**The exercise**
Please edit the records from the line with "Can you tell me where the black" up to and including the line with "0,0 -> 844,390", changing "gray cloud" to "dark cloud" and leaving everything else the same. Return only those lines.

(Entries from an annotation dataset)
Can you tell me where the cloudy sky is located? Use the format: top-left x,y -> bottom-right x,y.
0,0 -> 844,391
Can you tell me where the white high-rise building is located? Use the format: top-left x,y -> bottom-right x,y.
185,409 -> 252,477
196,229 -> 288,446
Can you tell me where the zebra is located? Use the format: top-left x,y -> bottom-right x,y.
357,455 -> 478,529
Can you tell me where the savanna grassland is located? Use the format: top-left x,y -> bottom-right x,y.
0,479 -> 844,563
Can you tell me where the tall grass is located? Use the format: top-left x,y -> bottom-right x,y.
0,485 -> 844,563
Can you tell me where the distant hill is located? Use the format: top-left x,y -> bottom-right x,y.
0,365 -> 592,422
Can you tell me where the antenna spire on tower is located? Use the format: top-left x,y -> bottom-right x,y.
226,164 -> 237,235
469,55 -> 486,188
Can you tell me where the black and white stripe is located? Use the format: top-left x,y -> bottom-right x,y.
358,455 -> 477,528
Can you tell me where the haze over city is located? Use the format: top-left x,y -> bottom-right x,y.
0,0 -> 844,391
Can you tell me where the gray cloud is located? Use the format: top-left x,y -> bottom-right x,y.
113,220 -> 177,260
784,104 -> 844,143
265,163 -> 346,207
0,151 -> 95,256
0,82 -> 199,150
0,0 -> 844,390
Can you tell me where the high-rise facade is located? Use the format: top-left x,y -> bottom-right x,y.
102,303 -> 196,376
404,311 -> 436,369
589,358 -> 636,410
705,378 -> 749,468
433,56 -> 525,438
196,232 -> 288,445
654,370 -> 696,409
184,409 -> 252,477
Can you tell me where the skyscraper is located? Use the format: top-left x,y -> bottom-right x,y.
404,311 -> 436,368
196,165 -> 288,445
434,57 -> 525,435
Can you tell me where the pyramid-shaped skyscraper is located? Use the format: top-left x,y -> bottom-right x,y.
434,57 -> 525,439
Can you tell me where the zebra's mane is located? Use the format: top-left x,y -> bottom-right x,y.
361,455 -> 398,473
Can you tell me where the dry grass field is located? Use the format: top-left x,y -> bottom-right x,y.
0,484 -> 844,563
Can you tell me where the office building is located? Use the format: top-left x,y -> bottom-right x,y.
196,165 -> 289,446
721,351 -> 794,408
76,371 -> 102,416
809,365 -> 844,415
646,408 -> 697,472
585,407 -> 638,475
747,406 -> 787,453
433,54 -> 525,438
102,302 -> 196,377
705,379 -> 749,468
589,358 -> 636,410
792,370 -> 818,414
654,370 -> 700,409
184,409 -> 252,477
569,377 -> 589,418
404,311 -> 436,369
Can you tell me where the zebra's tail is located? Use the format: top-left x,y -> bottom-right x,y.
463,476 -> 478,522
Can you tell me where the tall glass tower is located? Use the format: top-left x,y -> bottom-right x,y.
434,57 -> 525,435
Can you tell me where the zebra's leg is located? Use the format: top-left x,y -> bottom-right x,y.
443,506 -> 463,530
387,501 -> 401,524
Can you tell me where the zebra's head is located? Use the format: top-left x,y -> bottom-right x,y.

**Solution**
Can you tell me where the black and white stripe is located? Use the format: top-left x,y -> bottom-right x,y.
358,455 -> 477,528
Can you tell me where the haze over city is located? Use the format: top-left x,y -> bottom-right x,y.
0,0 -> 844,391
Can you tell me where the dark cloud is located? Use the format: top-left x,y -> bottom-right x,y.
113,220 -> 177,260
784,104 -> 844,143
265,163 -> 346,207
0,151 -> 95,256
0,82 -> 199,150
0,0 -> 844,390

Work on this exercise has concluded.